>>>>>

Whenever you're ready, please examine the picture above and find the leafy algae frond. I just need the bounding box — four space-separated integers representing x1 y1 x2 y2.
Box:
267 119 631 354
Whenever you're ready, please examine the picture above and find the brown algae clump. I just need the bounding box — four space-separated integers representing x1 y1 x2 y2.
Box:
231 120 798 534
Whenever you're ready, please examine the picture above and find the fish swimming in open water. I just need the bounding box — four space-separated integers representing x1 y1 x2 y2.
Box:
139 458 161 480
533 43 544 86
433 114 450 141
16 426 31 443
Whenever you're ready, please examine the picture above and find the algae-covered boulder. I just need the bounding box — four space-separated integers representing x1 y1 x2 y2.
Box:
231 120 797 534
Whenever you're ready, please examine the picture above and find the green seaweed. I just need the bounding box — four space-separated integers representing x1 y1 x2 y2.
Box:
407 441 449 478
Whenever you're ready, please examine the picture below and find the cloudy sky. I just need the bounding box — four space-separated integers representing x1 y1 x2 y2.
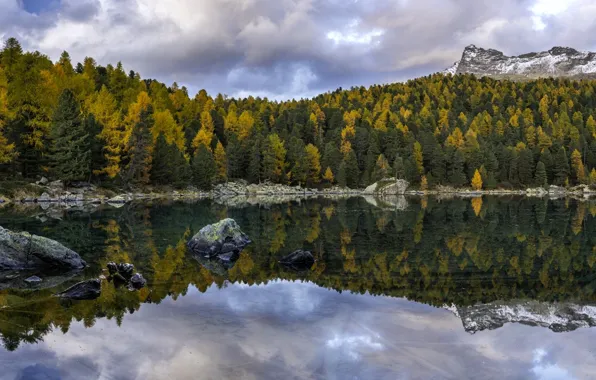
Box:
0 0 596 99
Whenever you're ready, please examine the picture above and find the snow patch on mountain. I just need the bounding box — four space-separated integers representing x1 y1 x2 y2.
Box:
443 45 596 77
444 300 596 334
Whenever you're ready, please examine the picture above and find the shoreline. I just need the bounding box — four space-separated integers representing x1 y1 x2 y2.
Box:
0 182 596 207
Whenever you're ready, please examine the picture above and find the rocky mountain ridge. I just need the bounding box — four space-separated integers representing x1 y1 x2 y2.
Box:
443 45 596 79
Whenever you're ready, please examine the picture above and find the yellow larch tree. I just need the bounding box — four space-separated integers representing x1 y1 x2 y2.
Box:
192 111 215 150
472 169 482 190
323 166 332 184
304 144 321 183
86 86 124 178
214 141 228 182
571 149 586 183
0 67 14 164
238 111 255 141
151 110 185 152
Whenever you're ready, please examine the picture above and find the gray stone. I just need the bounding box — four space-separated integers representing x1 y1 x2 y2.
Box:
130 273 147 289
57 278 101 300
279 249 315 270
0 227 87 269
37 192 52 203
188 219 250 257
25 276 43 284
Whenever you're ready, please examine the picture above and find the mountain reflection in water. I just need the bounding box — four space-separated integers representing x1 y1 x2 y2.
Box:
0 197 596 379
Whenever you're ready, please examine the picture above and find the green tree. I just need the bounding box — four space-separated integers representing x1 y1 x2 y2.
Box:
192 144 217 190
49 90 91 184
534 161 547 188
122 105 153 187
553 147 569 186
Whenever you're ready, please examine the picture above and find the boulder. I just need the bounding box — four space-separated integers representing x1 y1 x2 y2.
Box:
25 276 43 284
188 218 250 257
37 192 52 203
57 278 101 300
279 249 315 270
118 263 135 278
130 273 147 289
107 261 118 274
364 178 410 196
0 227 87 270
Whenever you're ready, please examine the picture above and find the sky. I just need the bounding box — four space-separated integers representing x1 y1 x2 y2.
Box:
0 0 596 99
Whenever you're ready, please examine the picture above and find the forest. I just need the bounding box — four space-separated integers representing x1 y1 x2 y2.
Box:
0 38 596 189
0 197 596 350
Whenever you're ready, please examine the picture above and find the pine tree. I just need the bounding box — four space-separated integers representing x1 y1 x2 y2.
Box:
553 147 569 186
472 169 482 190
122 105 153 187
370 154 392 182
571 149 586 184
248 135 263 183
344 150 360 189
517 149 534 185
337 161 348 187
214 141 228 183
323 166 334 185
304 144 321 185
49 90 91 184
192 144 217 190
262 133 287 183
393 156 406 179
151 133 175 185
534 161 547 188
590 168 596 185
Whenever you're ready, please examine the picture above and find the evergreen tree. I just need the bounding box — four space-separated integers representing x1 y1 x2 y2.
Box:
517 149 534 186
447 150 467 187
393 156 406 179
370 154 392 183
534 161 547 188
49 90 91 183
337 161 348 187
192 144 217 190
344 151 360 189
214 141 228 183
122 105 153 187
553 147 569 186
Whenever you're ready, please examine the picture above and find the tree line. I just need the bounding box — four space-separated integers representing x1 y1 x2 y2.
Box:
0 38 596 189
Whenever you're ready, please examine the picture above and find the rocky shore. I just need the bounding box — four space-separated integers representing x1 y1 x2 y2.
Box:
0 178 596 209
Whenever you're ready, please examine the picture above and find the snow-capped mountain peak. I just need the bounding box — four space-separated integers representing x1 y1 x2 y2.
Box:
443 45 596 78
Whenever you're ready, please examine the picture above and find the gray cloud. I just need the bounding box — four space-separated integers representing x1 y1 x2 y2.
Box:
0 0 596 98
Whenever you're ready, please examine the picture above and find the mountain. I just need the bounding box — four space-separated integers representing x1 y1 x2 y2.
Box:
445 300 596 334
443 45 596 79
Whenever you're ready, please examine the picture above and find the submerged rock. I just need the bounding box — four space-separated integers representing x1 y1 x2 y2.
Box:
106 261 118 274
57 278 101 300
0 227 87 270
130 273 147 289
25 276 43 284
188 218 250 257
118 263 135 278
279 249 315 270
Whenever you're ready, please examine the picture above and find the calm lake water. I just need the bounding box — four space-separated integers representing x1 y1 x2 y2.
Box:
0 197 596 380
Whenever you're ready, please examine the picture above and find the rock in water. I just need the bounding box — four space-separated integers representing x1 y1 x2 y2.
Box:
188 218 250 257
279 249 315 270
106 261 118 274
57 279 101 300
118 263 135 278
0 227 87 270
130 273 147 289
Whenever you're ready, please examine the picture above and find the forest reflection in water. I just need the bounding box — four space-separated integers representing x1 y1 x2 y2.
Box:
0 197 596 378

<<<<<

## [REQUIREMENT]
Recast part of the listing as a Markdown table with the columns Row and Text, giving each line its own numbered row and leaving out blank lines. Begin at the line that has "find the forest." and stop after the line that has "443 45 596 78".

## [TASK ANSWER]
| Row | Text |
|---|---|
| 1 | Whenever you're ready, please examine the picture above and find the forest. I just need the bounding box — four space-separated integers representing x1 y1 x2 y2. |
| 2 | Box: |
| 3 | 0 38 596 189 |
| 4 | 0 197 596 350 |
| 5 | Whenever you're ready, please examine the picture above and find the pine tree. I just need the bounding box — four space-separated integers representing x1 y1 x2 y2. |
| 6 | Box: |
| 7 | 553 147 569 186 |
| 8 | 472 169 482 190 |
| 9 | 122 105 153 187 |
| 10 | 370 154 392 182 |
| 11 | 571 149 586 184 |
| 12 | 248 135 263 183 |
| 13 | 344 150 360 189 |
| 14 | 517 149 534 185 |
| 15 | 337 161 348 187 |
| 16 | 214 141 228 183 |
| 17 | 323 166 334 185 |
| 18 | 304 144 321 185 |
| 19 | 49 90 91 184 |
| 20 | 192 144 217 190 |
| 21 | 262 133 287 183 |
| 22 | 393 156 406 179 |
| 23 | 151 133 175 185 |
| 24 | 534 161 547 188 |
| 25 | 590 168 596 185 |
| 26 | Whenever you're ready, please examine the picture above and find the evergreen tree. I just need the bounding box — four space-separated integers representing x1 y1 x2 y2. |
| 27 | Box: |
| 28 | 517 149 534 186 |
| 29 | 447 150 467 187 |
| 30 | 393 156 406 179 |
| 31 | 370 154 392 183 |
| 32 | 534 161 547 188 |
| 33 | 49 90 91 183 |
| 34 | 337 161 348 187 |
| 35 | 192 144 217 190 |
| 36 | 344 151 360 189 |
| 37 | 214 141 228 183 |
| 38 | 122 105 153 187 |
| 39 | 553 147 569 186 |
| 40 | Whenever you're ready, please examine the picture above and find the tree line. I just need the bounding box — four space-separated integers representing x1 y1 x2 y2. |
| 41 | Box: |
| 42 | 0 38 596 189 |
| 43 | Whenever you're ready, please examine the picture above and find the rocky shore. I just need the bounding box — four space-separated integers representing x1 y1 x2 y2. |
| 44 | Box: |
| 45 | 0 178 596 209 |
| 46 | Whenever you're ready, please examine the picture above and find the snow-capped mountain peak. I just need the bounding box — four space-separated integers representing x1 y1 x2 y2. |
| 47 | Box: |
| 48 | 443 45 596 78 |